* _Problem requirements_: Pull out every line of the rows below that contains the string "surgical", copying each one in full. Case counts, so only matches with the same capitalization qualify.

* _Material for this exercise_:
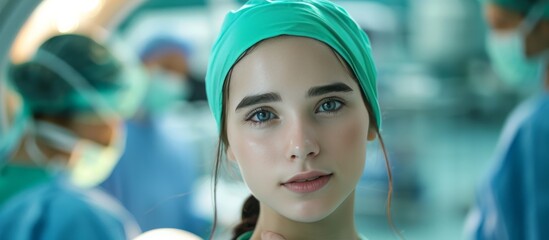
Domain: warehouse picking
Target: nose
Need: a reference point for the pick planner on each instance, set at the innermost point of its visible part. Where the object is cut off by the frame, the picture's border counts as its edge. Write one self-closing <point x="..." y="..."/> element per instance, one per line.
<point x="302" y="142"/>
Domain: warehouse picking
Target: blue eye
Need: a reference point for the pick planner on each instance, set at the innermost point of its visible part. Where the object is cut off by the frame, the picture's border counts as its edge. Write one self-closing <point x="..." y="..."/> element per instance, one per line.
<point x="330" y="106"/>
<point x="261" y="116"/>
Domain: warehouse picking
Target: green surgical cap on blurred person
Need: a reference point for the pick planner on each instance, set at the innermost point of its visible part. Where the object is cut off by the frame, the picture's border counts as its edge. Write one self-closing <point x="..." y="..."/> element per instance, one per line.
<point x="317" y="19"/>
<point x="47" y="91"/>
<point x="522" y="6"/>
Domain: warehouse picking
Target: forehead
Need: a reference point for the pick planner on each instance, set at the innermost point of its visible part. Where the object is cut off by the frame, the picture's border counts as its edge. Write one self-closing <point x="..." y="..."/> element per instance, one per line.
<point x="287" y="63"/>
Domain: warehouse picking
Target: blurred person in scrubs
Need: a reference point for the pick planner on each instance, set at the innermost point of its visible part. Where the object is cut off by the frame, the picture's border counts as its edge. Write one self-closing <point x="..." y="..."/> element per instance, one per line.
<point x="65" y="138"/>
<point x="154" y="179"/>
<point x="513" y="202"/>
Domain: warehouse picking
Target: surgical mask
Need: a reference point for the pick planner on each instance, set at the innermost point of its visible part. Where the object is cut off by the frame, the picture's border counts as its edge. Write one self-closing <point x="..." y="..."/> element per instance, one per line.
<point x="89" y="163"/>
<point x="165" y="90"/>
<point x="11" y="135"/>
<point x="507" y="52"/>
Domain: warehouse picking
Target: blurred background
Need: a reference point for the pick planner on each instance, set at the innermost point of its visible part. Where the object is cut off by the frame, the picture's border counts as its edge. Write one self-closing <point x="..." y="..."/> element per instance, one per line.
<point x="442" y="104"/>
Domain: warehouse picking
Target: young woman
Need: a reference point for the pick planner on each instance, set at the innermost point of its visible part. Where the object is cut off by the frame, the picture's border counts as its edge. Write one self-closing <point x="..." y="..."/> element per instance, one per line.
<point x="292" y="86"/>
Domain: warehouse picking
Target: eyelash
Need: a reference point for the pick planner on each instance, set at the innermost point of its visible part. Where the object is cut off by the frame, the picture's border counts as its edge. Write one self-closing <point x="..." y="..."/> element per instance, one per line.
<point x="330" y="99"/>
<point x="253" y="114"/>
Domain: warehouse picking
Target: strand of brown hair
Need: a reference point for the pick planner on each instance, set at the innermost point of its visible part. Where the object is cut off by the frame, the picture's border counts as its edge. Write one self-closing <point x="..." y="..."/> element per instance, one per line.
<point x="390" y="190"/>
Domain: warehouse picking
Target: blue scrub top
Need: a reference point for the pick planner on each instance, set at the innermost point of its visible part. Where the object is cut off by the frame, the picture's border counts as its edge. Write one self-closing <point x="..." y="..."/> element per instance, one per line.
<point x="56" y="210"/>
<point x="155" y="176"/>
<point x="514" y="201"/>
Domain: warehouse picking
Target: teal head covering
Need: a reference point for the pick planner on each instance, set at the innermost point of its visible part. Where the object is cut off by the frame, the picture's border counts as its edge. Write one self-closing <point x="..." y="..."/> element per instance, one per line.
<point x="317" y="19"/>
<point x="523" y="6"/>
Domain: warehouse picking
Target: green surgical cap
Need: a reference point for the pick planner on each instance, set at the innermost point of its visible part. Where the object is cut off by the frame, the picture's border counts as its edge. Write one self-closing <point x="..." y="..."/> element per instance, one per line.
<point x="317" y="19"/>
<point x="523" y="6"/>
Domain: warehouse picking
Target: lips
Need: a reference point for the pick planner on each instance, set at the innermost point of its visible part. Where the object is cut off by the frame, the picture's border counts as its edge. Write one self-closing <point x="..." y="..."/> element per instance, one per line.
<point x="307" y="182"/>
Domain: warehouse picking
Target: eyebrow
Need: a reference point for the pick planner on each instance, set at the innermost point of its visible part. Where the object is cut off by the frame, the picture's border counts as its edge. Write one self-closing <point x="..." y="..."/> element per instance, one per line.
<point x="321" y="90"/>
<point x="257" y="99"/>
<point x="275" y="97"/>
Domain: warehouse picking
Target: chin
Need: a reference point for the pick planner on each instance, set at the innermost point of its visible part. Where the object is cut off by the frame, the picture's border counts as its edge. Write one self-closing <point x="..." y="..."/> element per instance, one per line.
<point x="307" y="212"/>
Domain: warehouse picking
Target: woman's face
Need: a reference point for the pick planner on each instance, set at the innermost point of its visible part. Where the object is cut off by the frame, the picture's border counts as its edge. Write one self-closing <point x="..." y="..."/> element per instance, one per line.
<point x="297" y="126"/>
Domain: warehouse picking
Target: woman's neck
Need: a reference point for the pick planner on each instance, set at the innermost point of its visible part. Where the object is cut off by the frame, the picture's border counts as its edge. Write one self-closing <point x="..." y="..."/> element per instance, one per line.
<point x="338" y="225"/>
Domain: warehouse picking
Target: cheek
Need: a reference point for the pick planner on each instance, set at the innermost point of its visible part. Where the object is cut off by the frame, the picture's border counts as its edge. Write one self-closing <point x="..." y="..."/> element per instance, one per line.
<point x="349" y="137"/>
<point x="253" y="151"/>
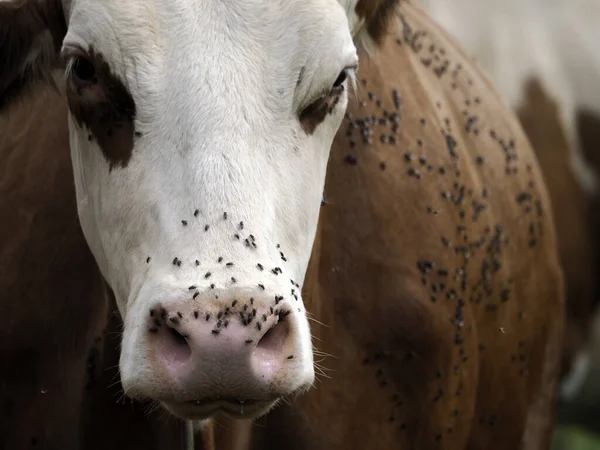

* _Correct response_:
Target: green surgical cap on blurred person
Target: surgical mask
Target: green surgical cap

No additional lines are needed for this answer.